Re: [PATCH 1/9]middle-end: refactor WIDEN_SUM_EXPR into convert optab [PR122069]

Richard Biener Sat, 18 Oct 2025 06:49:57 -0700

On Fri, 3 Oct 2025, Tamar Christina wrote:

> This patch changes the widen_[us]sum optabs into a convert optabs such that
> targets and specify more than one conversion.
> 
> Following this patch are patches rewriting all targets using this change.
> 
> While working on this I noticed that the pattern does miss some cases it
> could handle if it tried multiple attempts. e.g. if the promotion is from
> qi to si, and the target doesn't have this, it should try hi -> si.
> 
> But I'm leaving that for now.
> 
> Bootstrapped Regtested on aarch64-none-linux-gnu,
> arm-none-linux-gnueabihf, x86_64-pc-linux-gnu
> -m32, -m64 and no issues
> 
> Ok for master?


OK.

I'll note we might want to document that this, the dot_prod and
the sad patterns are working on integer vector modes only and
copy the part of the docs from dot_prod that specifies which
of the vector output lanes the accumulation happens on (in case
this is now fully consistent on all targets).

I do wonder whether it makes sense to differentiate between vector
and non-vector modes in optabs.def and gen*, but that's a much
larger task.

Thanks,
Richard.

> Thanks,
> Tamar
> 
> gcc/ChangeLog:
> 
>       PR middle-end/122069
>       * doc/md.texi (widen_ssum@var{n}@var{m}3, widen_usum@var{n}@var{m}3):
>       Update docs.

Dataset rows
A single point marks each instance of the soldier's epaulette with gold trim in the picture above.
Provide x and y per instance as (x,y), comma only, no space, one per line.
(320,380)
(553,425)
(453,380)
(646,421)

**Set task:**
Reproduce the patch review reply above word for word, from its subject line to its final ChangeLog entry.

**Task result:**
Re: [PATCH 1/9]middle-end: refactor WIDEN_SUM_EXPR into convert optab [PR122069]

Richard Biener Sat, 18 Oct 2025 06:49:57 -0700

On Fri, 3 Oct 2025, Tamar Christina wrote:

> This patch changes the widen_[us]sum optabs into a convert optabs such that
> targets and specify more than one conversion.
> 
> Following this patch are patches rewriting all targets using this change.
> 
> While working on this I noticed that the pattern does miss some cases it
> could handle if it tried multiple attempts. e.g. if the promotion is from
> qi to si, and the target doesn't have this, it should try hi -> si.
> 
> But I'm leaving that for now.
> 
> Bootstrapped Regtested on aarch64-none-linux-gnu,
> arm-none-linux-gnueabihf, x86_64-pc-linux-gnu
> -m32, -m64 and no issues
> 
> Ok for master?


OK.

I'll note we might want to document that this, the dot_prod and
the sad patterns are working on integer vector modes only and
copy the part of the docs from dot_prod that specifies which
of the vector output lanes the accumulation happens on (in case
this is now fully consistent on all targets).

I do wonder whether it makes sense to differentiate between vector
and non-vector modes in optabs.def and gen*, but that's a much
larger task.

Thanks,
Richard.

> Thanks,
> Tamar
> 
> gcc/ChangeLog:
> 
>       PR middle-end/122069
>       * doc/md.texi (widen_ssum@var{n}@var{m}3, widen_usum@var{n}@var{m}3):
>       Update docs.